What you have to do:
Rescale the records between the line holding "such as <point>315,260</point>" and the end of the records, inclusive, and write out every line in that span again, requests included. Multiply each answer coordinate by 1.05 and round it to a whole number, with halves rounded up, but leave the requests and the sample points in them unchanged.

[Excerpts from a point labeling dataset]
━━━━
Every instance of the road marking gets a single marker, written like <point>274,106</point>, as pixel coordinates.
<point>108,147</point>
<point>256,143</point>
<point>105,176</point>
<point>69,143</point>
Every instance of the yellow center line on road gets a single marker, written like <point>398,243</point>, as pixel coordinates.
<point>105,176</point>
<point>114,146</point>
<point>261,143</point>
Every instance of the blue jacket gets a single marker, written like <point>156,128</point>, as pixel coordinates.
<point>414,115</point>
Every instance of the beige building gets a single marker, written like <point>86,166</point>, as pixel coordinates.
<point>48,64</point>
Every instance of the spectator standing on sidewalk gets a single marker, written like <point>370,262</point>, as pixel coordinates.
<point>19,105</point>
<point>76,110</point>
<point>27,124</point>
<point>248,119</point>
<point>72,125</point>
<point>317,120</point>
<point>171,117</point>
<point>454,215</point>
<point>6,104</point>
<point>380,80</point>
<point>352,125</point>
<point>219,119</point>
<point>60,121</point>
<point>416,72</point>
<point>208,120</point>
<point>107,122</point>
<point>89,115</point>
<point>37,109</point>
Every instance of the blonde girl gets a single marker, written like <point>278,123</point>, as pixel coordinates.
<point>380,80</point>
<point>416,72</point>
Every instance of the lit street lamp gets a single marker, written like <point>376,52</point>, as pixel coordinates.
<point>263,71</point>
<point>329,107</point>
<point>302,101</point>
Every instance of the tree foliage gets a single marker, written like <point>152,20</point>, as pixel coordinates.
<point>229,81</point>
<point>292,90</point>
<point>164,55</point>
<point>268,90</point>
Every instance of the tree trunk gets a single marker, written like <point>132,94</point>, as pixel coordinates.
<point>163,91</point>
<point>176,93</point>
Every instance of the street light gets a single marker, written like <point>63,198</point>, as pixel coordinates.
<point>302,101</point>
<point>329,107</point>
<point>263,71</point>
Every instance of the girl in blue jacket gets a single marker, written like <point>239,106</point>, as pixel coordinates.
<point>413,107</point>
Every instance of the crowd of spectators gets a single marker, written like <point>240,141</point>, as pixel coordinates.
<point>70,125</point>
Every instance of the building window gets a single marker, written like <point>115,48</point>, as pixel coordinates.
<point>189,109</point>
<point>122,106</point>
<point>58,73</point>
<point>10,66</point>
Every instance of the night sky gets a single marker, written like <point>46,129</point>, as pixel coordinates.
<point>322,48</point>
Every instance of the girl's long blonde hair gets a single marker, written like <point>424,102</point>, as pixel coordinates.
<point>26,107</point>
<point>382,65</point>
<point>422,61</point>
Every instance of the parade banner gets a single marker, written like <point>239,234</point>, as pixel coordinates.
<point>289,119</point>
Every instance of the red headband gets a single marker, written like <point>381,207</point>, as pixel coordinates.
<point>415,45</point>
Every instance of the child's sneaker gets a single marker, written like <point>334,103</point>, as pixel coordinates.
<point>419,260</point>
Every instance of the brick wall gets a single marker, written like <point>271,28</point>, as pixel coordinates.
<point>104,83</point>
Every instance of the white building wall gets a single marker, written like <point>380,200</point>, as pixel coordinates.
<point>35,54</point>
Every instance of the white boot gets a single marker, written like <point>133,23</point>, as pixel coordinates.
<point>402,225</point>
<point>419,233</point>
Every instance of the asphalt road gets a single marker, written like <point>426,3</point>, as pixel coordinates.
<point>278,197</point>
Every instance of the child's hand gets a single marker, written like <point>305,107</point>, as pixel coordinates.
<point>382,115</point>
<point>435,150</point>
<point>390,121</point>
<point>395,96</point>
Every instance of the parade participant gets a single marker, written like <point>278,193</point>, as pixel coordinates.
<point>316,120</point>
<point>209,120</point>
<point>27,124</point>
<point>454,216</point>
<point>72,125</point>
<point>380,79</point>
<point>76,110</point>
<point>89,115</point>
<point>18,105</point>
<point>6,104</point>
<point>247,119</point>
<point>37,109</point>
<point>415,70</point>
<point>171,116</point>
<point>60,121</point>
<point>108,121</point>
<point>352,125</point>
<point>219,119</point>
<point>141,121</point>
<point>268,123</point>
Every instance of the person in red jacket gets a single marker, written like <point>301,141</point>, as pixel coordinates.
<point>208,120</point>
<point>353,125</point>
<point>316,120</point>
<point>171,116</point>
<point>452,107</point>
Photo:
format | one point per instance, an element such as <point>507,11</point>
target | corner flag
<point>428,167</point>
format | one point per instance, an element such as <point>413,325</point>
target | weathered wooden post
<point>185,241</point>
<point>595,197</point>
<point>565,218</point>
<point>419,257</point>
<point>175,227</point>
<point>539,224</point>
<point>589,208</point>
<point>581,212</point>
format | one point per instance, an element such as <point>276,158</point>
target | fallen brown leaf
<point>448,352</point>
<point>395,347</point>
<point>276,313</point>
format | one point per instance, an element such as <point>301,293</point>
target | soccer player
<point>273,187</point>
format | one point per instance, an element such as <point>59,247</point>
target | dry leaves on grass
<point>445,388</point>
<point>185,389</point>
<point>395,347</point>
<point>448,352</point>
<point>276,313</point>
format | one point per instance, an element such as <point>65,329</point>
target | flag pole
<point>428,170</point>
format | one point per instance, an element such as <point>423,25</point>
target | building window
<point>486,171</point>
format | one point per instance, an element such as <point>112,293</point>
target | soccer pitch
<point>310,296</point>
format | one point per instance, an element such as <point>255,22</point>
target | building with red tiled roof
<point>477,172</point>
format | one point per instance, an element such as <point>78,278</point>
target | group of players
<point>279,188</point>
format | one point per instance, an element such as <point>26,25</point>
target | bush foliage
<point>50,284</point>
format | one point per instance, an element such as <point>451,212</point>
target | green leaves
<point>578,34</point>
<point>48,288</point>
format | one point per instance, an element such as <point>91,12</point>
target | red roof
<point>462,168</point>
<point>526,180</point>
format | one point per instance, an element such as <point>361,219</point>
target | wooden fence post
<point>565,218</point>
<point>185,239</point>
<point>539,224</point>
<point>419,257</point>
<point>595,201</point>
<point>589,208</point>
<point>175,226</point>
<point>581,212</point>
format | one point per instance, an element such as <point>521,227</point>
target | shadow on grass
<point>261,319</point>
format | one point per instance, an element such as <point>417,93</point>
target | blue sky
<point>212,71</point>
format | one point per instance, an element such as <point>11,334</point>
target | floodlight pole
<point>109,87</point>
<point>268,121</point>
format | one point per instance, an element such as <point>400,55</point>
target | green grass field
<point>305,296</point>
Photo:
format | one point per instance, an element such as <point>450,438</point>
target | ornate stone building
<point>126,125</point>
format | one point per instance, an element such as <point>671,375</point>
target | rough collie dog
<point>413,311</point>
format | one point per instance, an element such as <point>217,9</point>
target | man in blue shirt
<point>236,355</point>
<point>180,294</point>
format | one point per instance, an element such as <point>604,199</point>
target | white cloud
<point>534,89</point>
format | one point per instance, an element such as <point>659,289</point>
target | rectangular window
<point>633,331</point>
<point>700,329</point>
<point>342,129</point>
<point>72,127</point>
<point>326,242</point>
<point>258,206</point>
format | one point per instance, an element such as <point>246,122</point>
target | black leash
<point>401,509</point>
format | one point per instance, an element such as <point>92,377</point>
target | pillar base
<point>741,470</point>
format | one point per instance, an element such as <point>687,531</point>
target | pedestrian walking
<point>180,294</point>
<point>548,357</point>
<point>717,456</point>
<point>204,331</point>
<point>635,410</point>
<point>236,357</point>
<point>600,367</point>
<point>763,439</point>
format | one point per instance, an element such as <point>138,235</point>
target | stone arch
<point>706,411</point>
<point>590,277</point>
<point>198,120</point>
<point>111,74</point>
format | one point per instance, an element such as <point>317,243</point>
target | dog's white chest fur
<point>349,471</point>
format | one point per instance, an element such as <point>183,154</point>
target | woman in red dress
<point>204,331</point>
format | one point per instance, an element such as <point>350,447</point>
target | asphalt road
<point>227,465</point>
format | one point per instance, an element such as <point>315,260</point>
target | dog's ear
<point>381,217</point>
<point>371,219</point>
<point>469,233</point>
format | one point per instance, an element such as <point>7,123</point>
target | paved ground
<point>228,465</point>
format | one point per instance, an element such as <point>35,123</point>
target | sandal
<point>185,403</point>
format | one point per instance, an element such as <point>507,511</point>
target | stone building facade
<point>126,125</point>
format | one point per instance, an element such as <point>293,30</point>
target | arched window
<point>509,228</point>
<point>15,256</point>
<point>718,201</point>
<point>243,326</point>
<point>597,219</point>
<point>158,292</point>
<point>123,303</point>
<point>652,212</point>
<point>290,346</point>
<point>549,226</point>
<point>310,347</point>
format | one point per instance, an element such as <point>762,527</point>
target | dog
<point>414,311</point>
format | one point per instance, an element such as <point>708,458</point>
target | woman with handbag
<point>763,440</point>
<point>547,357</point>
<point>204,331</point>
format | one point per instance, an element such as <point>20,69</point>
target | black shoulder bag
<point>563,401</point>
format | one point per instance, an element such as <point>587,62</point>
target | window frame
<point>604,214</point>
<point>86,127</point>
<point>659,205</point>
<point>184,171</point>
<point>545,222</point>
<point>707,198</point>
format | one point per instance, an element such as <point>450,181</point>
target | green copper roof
━━━━
Solved problem:
format | one point per instance, an element such as <point>315,260</point>
target | dog's ear
<point>400,228</point>
<point>390,230</point>
<point>492,245</point>
format | one point per instance, an element such as <point>7,123</point>
target | paved ground
<point>239,488</point>
format | one point per instance, an element such as <point>35,123</point>
target | sandal
<point>194,423</point>
format | one point per instance, an element such as <point>507,511</point>
target | stone building facade
<point>132,131</point>
format | one point per instance, an element such as <point>293,30</point>
target | arched window
<point>534,239</point>
<point>16,269</point>
<point>754,211</point>
<point>255,342</point>
<point>627,230</point>
<point>166,307</point>
<point>129,318</point>
<point>685,223</point>
<point>305,363</point>
<point>576,237</point>
<point>326,364</point>
format | one point per instance, an element such as <point>762,527</point>
target | dog
<point>435,327</point>
format | one point per instance, an element such as <point>708,458</point>
target | woman with handbag
<point>801,462</point>
<point>574,375</point>
<point>214,348</point>
format | one point per instance, an element such as <point>20,69</point>
target | black shoulder bag
<point>591,421</point>
format | one point per instance, an element such as <point>587,62</point>
target | window frame
<point>634,225</point>
<point>90,133</point>
<point>692,215</point>
<point>193,180</point>
<point>572,233</point>
<point>742,208</point>
format | one point per instance, an element such as <point>450,181</point>
target | green copper roof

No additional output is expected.